Provided passage –
PAC Learning

PAC Learning

Ludwig Krippahl

PAC Learning

Summary

  • Empirical Risk Minimization
  • Probably Approximately Correct Learning
  • Shattering
  • VC Dimension

  • Previously, we saw Bias-Variance tradeoff
    • High bias, underfitting; high variance, overfitting
    • How to select? Empirically (cross-validation)

Today:

  • Understand these problems more formally

PAC Learning

Empirical Risk Minimization

ERM

Empirical Risk Minimization

  • Loss: how bad our predictions are
    • Quadratic error, Brier score, 1-Accuracy, ...

Material provided –
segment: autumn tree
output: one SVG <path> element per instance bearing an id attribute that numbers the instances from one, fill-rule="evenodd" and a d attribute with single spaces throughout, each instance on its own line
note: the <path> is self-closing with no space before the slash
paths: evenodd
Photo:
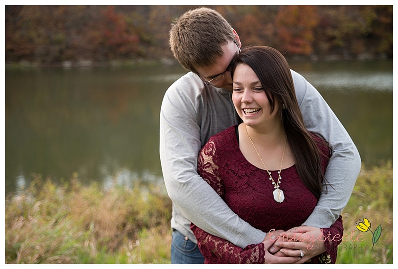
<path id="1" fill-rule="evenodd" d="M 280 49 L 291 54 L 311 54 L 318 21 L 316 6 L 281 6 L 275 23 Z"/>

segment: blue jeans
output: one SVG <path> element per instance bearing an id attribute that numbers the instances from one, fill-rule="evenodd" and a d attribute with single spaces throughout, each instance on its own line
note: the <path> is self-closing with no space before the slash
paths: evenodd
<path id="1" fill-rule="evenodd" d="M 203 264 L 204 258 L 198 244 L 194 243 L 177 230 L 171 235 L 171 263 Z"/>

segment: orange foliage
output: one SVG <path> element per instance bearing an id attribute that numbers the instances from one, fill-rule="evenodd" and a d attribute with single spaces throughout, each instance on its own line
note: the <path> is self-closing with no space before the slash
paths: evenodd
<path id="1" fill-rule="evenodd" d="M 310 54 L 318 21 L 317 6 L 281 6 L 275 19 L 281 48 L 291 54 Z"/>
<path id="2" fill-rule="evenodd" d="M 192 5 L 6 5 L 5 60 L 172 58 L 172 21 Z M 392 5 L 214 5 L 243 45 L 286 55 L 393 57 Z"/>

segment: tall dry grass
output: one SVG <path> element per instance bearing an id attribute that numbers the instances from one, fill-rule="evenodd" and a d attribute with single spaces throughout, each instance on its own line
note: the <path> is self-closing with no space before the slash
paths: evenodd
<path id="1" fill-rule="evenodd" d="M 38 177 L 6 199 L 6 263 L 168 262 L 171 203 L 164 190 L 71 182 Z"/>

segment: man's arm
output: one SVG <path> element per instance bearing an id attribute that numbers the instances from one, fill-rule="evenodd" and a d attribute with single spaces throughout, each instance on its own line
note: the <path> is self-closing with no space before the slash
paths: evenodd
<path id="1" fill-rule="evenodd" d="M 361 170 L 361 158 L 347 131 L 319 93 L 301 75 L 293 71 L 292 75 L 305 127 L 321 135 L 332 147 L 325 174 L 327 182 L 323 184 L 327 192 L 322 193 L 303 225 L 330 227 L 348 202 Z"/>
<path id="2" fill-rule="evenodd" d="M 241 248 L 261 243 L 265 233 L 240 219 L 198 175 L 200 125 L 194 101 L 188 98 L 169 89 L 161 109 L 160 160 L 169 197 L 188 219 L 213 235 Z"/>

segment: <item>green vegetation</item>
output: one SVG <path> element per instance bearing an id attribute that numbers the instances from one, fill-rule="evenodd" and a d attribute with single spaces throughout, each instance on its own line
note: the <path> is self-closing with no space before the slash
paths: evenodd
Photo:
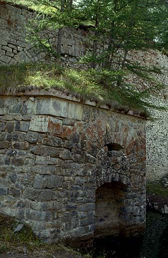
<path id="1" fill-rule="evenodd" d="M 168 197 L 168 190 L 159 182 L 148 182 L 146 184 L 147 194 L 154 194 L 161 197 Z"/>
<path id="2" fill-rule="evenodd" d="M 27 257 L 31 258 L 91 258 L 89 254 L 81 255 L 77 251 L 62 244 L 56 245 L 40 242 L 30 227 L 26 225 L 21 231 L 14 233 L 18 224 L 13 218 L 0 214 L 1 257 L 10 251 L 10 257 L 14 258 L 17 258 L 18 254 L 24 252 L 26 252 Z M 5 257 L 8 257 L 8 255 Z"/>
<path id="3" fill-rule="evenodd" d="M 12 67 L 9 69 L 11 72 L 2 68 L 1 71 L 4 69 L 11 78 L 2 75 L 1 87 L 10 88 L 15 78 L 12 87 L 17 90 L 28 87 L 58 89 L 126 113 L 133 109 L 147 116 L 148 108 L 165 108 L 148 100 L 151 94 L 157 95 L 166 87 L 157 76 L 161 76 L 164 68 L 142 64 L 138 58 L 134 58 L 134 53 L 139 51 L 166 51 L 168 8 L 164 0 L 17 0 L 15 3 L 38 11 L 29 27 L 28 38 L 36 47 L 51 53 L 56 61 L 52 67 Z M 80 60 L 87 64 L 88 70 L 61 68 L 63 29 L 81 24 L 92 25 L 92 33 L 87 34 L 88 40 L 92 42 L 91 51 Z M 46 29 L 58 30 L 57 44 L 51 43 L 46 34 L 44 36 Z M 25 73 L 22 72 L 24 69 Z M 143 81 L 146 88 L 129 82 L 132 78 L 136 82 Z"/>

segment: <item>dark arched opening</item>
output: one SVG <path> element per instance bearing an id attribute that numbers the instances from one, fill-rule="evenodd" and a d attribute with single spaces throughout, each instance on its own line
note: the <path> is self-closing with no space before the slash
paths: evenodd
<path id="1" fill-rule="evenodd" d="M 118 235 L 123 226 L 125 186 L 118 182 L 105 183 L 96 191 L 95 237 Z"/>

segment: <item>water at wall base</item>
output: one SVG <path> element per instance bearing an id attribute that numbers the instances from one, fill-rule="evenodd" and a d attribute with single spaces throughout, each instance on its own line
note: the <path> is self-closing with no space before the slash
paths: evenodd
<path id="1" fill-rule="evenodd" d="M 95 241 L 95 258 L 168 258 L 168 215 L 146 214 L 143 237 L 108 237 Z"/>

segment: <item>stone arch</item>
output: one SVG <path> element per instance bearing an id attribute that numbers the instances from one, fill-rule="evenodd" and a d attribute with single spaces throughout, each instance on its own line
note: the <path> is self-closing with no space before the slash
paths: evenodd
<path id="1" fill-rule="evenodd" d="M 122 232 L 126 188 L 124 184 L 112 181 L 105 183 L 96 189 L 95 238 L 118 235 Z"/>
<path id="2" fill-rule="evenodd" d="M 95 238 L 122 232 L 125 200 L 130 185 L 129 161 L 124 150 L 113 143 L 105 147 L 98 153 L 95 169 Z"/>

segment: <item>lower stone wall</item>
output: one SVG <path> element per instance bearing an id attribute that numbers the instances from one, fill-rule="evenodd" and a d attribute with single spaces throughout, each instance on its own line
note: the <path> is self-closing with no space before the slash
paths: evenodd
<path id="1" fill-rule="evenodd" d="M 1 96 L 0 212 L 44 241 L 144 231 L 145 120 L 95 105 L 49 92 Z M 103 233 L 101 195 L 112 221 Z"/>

Parts of the exercise –
**A)** List the topics named under "Summary" in the PAC learning slides.
**B)** Echo the stretch of the records from the start of the records through the line containing "280 49 L 291". Omit the pictures.
The PAC learning slides and the records are unrelated to each other.

Expected responses –
**A)**
- Empirical Risk Minimization
- Probably Approximately Correct Learning
- Shattering
- VC Dimension

**B)**
segment: autumn tree
output: one SVG <path> element per instance bearing an id attribute that numbers the instances from one, fill-rule="evenodd" and a d attribute with single spaces throughout, each instance on its own line
note: the <path> is self-closing with no space before the slash
paths: evenodd
Photo:
<path id="1" fill-rule="evenodd" d="M 280 49 L 291 54 L 311 54 L 318 21 L 316 6 L 281 6 L 275 23 Z"/>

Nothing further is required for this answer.